Work request:
All records are to be transcribed in full; any pictures among them are to be skipped.

[Referring expression pointing data]
>>>>

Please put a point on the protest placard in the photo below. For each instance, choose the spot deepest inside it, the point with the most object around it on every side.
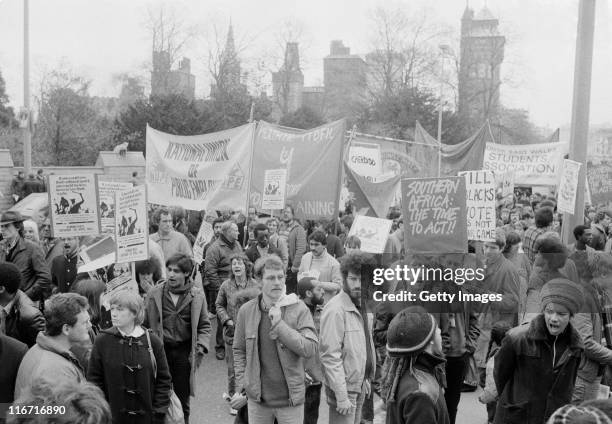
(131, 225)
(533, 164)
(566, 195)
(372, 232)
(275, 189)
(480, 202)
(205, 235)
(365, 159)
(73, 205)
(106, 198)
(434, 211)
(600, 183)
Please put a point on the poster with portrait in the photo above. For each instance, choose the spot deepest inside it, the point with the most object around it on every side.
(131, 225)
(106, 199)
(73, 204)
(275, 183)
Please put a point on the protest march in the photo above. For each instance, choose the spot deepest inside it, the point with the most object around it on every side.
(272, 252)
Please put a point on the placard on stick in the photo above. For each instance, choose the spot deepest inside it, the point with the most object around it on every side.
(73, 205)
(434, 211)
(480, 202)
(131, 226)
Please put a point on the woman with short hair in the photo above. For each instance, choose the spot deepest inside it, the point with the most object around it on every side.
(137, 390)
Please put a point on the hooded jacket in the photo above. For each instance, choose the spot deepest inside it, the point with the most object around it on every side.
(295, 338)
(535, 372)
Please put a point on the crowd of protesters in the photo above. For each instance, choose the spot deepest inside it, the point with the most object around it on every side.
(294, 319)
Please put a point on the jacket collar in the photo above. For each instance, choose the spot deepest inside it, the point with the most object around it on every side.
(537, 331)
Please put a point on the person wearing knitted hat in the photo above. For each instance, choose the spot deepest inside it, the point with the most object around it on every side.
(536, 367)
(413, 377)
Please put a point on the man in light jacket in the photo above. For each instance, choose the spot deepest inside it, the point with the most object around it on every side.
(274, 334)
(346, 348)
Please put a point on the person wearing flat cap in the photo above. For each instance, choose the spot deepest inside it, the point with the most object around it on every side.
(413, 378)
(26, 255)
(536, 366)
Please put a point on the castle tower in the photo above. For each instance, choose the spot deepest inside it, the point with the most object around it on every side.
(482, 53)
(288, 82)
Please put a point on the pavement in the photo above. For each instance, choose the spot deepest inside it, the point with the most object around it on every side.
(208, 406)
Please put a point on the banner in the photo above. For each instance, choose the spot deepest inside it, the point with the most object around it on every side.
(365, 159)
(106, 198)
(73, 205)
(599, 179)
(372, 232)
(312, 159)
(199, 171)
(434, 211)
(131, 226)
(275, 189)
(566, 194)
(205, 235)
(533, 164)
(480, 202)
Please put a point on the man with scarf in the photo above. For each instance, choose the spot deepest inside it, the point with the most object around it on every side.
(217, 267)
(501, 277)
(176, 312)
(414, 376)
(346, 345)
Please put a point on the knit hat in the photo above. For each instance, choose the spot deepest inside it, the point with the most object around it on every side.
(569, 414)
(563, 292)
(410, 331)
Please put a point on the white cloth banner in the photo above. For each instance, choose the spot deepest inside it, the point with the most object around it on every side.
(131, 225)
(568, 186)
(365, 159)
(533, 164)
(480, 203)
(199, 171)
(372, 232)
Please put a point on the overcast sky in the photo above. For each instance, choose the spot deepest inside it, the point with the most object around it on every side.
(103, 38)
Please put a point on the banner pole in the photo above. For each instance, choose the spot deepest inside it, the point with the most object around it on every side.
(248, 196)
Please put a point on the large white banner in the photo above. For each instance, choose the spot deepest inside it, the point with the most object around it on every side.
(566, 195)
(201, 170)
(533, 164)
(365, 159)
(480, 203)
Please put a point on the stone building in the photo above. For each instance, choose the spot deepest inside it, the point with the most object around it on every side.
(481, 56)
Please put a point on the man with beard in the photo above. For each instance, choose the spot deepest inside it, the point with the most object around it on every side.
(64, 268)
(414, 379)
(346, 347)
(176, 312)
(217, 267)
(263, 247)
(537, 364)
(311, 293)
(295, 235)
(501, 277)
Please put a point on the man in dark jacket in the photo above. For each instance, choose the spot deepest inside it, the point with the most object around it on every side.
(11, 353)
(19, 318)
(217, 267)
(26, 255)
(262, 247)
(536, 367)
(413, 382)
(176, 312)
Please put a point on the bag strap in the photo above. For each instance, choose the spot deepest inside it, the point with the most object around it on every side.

<<<<

Answer to this task:
Please put a point on the protest placard in the photo below. For each instance, choose the spot deepest inside it, the point with the most object around it on every side.
(131, 225)
(533, 164)
(566, 195)
(372, 232)
(275, 189)
(480, 202)
(205, 235)
(365, 159)
(73, 205)
(106, 198)
(434, 211)
(600, 183)
Please put a point on the poster with portrait in the photo above. For each instance, choose the spot deepest inside it, the point with the most object around it on every side.
(131, 225)
(106, 199)
(73, 204)
(275, 183)
Please put a point on the protest march in the photo above. For each instance, choose the spot deepest inside it, the point with the most object around it on every side.
(272, 252)
Please put a point on the placard on stick in the photo above. For each instance, choose the spot deepest inside it, the point with the most object around it on every side.
(73, 205)
(434, 211)
(480, 202)
(131, 226)
Please put a point on the woman with short hair in the photo above. For each instance, choose the spot deepest inside it, the point with the most object around it on every side.
(137, 390)
Please put a point on the hooded jacket in the photo above. For each instance, choose the spot deepest inside it, the point with the most object around it on every side.
(295, 338)
(535, 372)
Please put a point on the crowd of protesters in the photo above. For each instance, choose the spot deepest inside it, the point with the most object around it on every side.
(294, 319)
Please put a point on the jacket collar in the photo above. For each instance, choose the spot deepest inside it, the point with the most object around it on every side.
(537, 331)
Please put a point on the person wearing knitted hat in the photo above. For each instance, choose the spot deepest inside it, the point with the most object around it on every side.
(536, 367)
(413, 377)
Please put a point on the man in light jacket in the photo above. For each instance, choose the spot deepest inside it, the point with the most object around it on every side.
(274, 334)
(346, 348)
Please put a point on the person wearing flat cap in the photo above. For each instance, choose the spot deepest inside it, the point with the most object around it on every side.
(413, 378)
(26, 255)
(536, 366)
Please put a point on the castle tower in the photo above. For each instance, choose the spot deepest inside it, the point with the most object around it on every side.
(482, 53)
(288, 82)
Please put a point on the pavement in the photo above. For each instance, choose the spot deepest inside it, the point with the most object around it on every side.
(208, 406)
Please put a point on the banner in the photo above. For each instance, choose the spot deepest inside it, the point with the most object around it on every side.
(365, 159)
(106, 198)
(73, 205)
(599, 179)
(372, 232)
(312, 159)
(199, 171)
(434, 211)
(131, 226)
(275, 189)
(566, 194)
(205, 235)
(533, 164)
(480, 202)
Please put a point on the man with scarf in the photo above. For each instance, choose the spot deepest inside it, the point with the most object around it on every side.
(217, 267)
(501, 277)
(176, 312)
(414, 376)
(346, 345)
Please put a point on the knit hat in the photo above. For each instance, choose the spot deepest inside it, the point with the most object around it on every side.
(569, 414)
(563, 292)
(410, 331)
Please put a point on the white cloth banner in the photo above. For each instance, choose the spot deepest inside it, the point with the most object around it on every side.
(131, 225)
(568, 186)
(365, 159)
(533, 164)
(480, 203)
(199, 171)
(372, 232)
Please put a point on the overcast sky in the photo above. For each instance, choose the spot deepest inside it, the point with the most object around it on every side.
(103, 38)
Please put a point on the banner pole in the photo above. For each instance, choose the spot deepest inside it, the point with the most object around it on every side.
(248, 196)
Please put a point on the large white banner in the photo above. For each instance, choose the spot deepest inside it, the point with the most object around it on every side.
(566, 195)
(201, 170)
(533, 164)
(365, 159)
(480, 203)
Please put a point on the stone building in the photo above. For each instance, choose the spot deepest inside it, the point with the most object around it on every side.
(481, 56)
Please put a point on the man with beard in the photo above. For each instance, choose the spot deepest inside it, the point with the most object around it on every side.
(64, 268)
(414, 379)
(346, 347)
(176, 312)
(217, 267)
(263, 247)
(537, 364)
(311, 293)
(295, 235)
(501, 277)
Please put a point on the man in dark jacket in the photo above. For each instance, choose the spot deepest inside it, the point with the most object around it on every side.
(11, 353)
(19, 318)
(217, 267)
(26, 255)
(262, 247)
(536, 367)
(413, 382)
(176, 312)
Please put a point on the bag strap in the photo above. For each instance, choose the spot deepest inside it, the point with the most object around it on every side.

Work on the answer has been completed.